__GIVEN EXERCISE 1__
In the text on used car loans, what is the technical definition of a used car?

__SOURCE TEXT__
What is a used car loan?

Used car loans are personal loans used to finance the purchase of a second-hand vehicle.

How do used car loans work? 

Similar to new car loans and personal loans, used car loans involve borrowing a set amount of money, and paying it back with interest over an agreed period of time, known as the loan term.The loan is used to buy a used car, rather than a new car.  

What is considered a ‘used’ car? 

A used car is technically defined as any car that has been previously registered in Australia. Buying a used car allows you to keep costs down and to avoid the depreciation associated with buying a new car. That’s because you can lose thousands of dollars in market value the moment you drive a car out of the dealership. 

What are the different types of used car loans? 

Used car loans can be secured or unsecured, and have either fixed or variable interest rates. The sort of car purchase they fund can vary. Some lenders only offer loans on used cars up to a certain age, often up to five years, as they consider older cars too risky to finance.  Others may consider offering loans on older cars if they hold their value.

Secured used car loans 

A secured car loan is a personal loan that is guaranteed against the value of an asset, usually the car itself. If you can’t pay it off, the lender may seize the asset and sell it to cover their losses. Secured loans are less risky than unsecured loans, so interest rates are typically lower.

Can I get a secured loan using my car as collateral? 

Some lenders will not offer secured loans for used cars, or only offer loans for particular vehicle models or those under a certain age. You will need to check with the lender whether you can get a car loan for the second-hand car you’re considering buying. If the car doesn’t qualify as security, you might still be able to secure your car loan with some other asset, such as property, or you could opt for an unsecured car loan instead.

__RECORDS TO USE__
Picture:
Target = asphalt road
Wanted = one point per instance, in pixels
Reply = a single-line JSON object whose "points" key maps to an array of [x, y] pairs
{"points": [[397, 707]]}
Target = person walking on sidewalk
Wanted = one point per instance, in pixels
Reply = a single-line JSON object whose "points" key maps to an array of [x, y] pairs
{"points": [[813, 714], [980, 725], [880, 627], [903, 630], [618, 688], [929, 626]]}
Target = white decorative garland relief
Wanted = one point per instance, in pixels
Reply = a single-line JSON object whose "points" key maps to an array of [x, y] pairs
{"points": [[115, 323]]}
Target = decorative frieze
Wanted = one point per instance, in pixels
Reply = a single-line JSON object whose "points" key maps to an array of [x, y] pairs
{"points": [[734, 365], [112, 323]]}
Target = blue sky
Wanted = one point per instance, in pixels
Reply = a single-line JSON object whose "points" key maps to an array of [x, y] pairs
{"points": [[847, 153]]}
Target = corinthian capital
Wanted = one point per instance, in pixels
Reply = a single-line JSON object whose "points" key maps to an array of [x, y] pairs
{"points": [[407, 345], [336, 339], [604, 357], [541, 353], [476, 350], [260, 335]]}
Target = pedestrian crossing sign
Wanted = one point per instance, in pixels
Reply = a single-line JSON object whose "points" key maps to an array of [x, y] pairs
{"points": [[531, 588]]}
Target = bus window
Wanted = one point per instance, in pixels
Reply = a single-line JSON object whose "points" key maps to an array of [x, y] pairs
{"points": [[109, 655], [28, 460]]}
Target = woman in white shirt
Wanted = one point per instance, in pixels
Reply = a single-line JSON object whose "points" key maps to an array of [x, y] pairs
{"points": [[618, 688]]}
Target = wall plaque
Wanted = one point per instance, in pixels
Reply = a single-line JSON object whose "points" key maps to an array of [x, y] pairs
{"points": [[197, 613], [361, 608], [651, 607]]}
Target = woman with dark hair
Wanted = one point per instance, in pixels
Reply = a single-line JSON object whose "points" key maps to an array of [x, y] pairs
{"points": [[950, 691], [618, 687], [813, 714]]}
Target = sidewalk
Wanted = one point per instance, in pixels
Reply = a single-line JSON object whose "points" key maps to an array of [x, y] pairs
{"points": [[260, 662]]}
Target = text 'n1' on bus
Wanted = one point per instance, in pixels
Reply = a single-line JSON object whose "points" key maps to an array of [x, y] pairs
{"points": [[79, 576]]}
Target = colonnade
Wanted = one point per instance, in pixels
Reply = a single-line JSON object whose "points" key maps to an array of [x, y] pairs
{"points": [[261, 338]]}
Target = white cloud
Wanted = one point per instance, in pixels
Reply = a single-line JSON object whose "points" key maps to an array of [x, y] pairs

__GIVEN EXERCISE 2__
How many lines of the rows above contain the string "woman"? Case counts. Reply with the number only.

__WRITTEN ANSWER 1__
Any car that has been previously registered in Australia.

__WRITTEN ANSWER 2__
2